--- Exercise ---
Collect every line in the records below that contains the string "lily", and copy each one in full. Case counts when matching.

--- Raw data ---
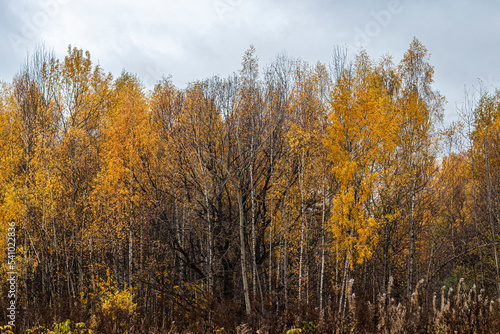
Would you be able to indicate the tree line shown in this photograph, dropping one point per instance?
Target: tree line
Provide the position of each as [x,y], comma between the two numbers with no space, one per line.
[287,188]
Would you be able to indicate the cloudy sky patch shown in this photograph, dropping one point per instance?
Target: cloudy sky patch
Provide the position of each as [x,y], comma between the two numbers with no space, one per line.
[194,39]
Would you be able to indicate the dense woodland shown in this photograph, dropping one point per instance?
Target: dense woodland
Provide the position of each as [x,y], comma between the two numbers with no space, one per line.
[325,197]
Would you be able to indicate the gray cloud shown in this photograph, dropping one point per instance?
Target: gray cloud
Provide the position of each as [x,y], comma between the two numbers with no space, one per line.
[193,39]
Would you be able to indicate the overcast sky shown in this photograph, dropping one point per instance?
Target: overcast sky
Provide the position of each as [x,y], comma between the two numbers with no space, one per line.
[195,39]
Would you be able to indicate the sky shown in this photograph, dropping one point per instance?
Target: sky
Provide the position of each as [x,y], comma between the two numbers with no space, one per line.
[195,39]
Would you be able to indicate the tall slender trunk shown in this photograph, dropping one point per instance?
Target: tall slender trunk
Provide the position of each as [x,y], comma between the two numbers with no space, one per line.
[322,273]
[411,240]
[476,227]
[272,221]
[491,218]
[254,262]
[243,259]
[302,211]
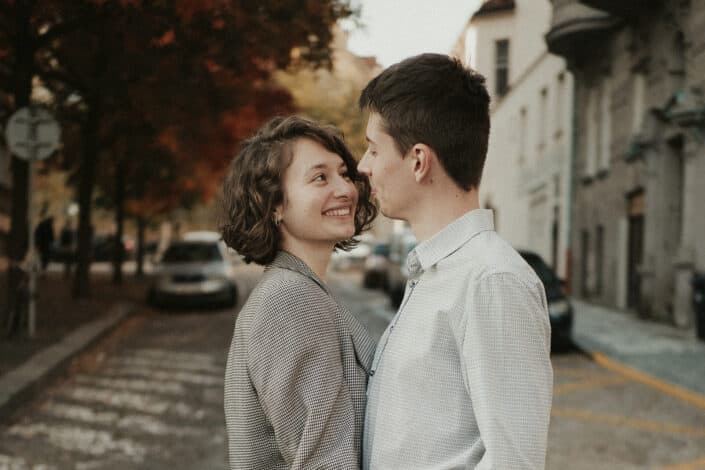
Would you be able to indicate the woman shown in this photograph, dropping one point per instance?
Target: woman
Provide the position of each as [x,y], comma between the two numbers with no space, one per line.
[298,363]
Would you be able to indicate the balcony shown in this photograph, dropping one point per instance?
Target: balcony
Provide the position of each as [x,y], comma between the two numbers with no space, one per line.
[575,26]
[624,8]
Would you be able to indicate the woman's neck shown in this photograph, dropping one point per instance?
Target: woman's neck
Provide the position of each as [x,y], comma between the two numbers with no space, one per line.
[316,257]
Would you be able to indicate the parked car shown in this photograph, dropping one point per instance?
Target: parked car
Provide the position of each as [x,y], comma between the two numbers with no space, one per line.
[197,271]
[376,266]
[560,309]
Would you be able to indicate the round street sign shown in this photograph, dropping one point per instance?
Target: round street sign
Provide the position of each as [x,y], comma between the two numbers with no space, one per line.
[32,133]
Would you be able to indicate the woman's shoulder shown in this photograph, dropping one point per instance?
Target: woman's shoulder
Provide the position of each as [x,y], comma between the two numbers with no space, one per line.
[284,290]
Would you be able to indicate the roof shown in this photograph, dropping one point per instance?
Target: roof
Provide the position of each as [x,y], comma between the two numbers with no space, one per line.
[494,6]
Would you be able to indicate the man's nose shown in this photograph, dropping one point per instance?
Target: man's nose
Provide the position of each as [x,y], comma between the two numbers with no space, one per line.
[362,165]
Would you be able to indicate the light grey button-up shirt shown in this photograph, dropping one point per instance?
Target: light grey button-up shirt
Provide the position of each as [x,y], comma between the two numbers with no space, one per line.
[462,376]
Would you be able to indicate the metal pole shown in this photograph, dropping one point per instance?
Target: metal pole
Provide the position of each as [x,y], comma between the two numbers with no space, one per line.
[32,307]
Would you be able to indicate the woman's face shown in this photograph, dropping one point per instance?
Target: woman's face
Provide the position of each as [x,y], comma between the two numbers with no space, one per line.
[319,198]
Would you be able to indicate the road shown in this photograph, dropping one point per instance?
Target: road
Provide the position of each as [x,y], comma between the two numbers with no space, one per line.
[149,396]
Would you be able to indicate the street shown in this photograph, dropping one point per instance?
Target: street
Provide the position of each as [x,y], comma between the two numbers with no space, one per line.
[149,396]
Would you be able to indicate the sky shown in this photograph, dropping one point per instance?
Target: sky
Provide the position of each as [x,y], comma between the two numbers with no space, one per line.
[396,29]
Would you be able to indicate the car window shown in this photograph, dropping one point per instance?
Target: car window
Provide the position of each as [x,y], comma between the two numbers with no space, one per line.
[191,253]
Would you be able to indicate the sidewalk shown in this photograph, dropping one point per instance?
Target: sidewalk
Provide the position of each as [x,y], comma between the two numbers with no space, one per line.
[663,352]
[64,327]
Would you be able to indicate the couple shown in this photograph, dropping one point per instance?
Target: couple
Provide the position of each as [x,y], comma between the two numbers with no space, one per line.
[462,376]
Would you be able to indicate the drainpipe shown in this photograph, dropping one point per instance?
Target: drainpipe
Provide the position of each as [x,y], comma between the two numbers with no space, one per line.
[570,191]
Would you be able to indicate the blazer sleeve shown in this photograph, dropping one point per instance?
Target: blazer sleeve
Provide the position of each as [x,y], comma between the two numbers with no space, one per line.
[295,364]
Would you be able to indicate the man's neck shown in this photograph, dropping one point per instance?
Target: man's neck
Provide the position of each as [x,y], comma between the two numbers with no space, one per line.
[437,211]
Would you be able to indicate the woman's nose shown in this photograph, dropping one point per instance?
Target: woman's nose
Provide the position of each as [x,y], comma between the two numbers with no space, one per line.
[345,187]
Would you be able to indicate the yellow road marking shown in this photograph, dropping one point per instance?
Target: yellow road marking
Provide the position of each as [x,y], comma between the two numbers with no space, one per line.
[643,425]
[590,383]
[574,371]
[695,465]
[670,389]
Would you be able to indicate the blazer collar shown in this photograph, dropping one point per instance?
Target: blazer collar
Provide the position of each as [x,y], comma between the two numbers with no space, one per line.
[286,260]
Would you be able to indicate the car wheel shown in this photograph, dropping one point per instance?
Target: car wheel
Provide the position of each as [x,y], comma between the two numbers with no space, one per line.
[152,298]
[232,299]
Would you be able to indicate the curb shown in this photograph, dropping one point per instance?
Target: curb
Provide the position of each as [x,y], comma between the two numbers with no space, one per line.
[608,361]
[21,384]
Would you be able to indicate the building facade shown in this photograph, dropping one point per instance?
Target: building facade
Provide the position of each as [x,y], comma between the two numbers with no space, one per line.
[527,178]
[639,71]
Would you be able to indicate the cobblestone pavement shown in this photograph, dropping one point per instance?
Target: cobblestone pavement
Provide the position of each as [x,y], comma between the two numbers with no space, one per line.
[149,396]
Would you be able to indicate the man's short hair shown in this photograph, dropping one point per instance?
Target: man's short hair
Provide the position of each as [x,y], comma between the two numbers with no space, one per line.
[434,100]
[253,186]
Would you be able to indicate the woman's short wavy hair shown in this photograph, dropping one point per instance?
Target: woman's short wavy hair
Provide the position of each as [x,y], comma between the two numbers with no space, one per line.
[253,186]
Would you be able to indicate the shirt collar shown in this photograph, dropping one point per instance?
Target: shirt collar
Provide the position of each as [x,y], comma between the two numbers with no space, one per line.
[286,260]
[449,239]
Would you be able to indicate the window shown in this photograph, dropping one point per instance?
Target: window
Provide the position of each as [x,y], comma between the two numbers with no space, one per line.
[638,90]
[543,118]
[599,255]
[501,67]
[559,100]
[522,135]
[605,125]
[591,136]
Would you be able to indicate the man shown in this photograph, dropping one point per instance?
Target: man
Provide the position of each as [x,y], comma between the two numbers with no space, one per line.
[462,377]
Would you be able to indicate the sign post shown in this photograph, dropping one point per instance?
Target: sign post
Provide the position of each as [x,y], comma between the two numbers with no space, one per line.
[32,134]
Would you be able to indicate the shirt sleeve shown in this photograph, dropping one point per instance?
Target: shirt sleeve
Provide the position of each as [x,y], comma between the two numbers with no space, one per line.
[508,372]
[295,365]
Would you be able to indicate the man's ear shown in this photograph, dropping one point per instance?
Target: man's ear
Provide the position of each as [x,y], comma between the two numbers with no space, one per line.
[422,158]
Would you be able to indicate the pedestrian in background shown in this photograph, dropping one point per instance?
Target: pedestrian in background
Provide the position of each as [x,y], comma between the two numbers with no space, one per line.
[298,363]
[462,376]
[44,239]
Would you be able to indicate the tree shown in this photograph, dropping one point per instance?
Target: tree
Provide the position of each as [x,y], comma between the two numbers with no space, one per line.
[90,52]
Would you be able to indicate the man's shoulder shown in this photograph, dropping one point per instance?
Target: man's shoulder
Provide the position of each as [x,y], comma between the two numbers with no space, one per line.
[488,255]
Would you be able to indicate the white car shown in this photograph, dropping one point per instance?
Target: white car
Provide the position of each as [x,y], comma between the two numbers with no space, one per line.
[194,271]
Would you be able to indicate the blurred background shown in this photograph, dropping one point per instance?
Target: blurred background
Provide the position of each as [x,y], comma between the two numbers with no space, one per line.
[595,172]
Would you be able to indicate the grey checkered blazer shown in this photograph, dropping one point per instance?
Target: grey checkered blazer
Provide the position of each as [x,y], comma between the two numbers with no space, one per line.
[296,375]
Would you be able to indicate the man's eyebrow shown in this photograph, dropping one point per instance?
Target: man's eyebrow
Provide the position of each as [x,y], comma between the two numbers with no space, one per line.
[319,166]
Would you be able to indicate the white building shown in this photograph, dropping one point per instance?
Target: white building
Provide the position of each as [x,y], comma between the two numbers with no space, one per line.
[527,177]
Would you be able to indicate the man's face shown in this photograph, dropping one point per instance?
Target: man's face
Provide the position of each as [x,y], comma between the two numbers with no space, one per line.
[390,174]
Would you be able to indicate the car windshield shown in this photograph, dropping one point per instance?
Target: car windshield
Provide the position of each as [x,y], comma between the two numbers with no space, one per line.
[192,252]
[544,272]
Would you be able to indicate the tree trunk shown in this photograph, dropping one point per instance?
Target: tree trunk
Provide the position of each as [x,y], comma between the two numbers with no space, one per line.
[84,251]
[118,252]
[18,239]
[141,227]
--
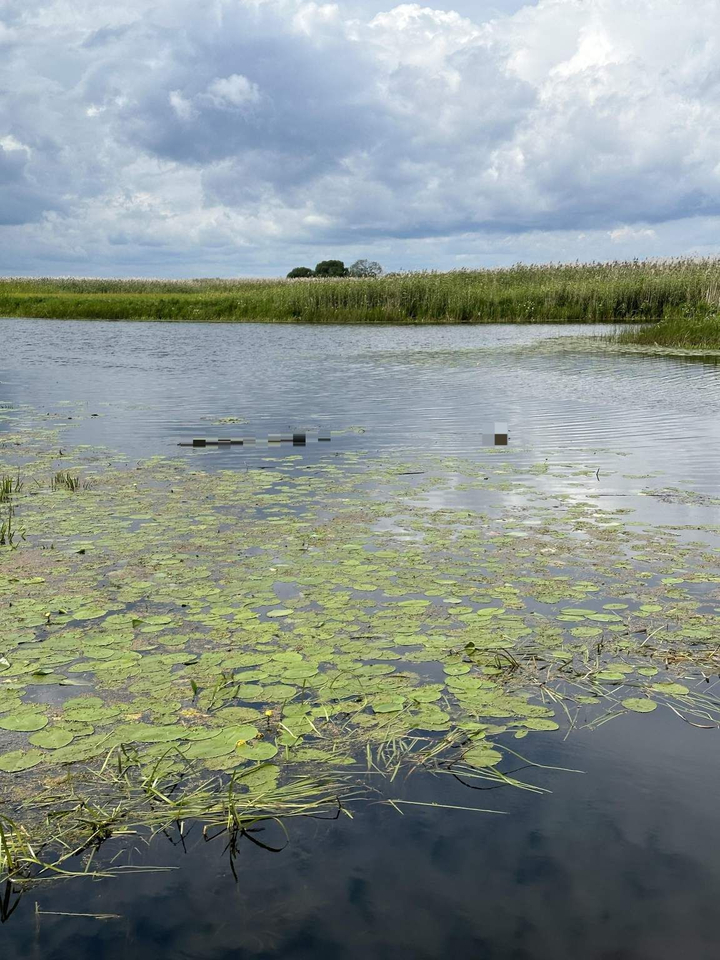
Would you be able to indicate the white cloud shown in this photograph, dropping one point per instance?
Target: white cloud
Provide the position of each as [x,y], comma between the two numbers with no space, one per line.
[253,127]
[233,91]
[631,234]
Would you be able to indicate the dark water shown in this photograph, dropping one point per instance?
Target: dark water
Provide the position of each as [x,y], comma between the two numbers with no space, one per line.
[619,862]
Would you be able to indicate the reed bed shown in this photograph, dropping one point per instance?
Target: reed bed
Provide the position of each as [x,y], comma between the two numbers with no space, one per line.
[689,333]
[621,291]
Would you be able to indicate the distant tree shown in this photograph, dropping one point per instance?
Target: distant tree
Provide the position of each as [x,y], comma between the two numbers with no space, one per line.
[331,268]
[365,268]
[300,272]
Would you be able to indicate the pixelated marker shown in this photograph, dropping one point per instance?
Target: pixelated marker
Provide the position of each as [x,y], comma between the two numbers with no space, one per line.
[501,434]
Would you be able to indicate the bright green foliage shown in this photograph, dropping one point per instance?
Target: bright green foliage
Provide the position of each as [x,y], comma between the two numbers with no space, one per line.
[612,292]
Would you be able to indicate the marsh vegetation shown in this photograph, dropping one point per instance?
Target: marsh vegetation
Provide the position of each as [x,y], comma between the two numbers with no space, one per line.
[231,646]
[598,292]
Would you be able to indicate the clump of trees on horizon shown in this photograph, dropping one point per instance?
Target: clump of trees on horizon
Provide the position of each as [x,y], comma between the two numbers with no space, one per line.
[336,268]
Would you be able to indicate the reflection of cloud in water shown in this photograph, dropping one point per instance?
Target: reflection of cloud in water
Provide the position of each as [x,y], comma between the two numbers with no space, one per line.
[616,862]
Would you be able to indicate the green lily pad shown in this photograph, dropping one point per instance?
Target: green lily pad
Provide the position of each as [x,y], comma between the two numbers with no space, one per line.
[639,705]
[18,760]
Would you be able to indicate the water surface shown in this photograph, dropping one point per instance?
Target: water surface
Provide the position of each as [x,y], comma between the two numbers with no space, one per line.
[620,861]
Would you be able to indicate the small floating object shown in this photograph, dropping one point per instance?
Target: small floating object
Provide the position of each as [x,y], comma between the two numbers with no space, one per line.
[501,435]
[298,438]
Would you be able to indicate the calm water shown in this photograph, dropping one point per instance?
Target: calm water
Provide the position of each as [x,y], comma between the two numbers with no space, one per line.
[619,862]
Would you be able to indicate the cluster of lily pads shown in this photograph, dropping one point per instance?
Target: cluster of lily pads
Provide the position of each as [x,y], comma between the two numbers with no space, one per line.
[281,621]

--- Solution for this exercise ---
Would you be able to indicate the green lily pad shown in this photograph, dropping one point per instance?
Target: green lily pad
Would you be able to indicate the cluster of lily pads shown in this photograph, dropping one point per instance?
Target: cluster of lily pads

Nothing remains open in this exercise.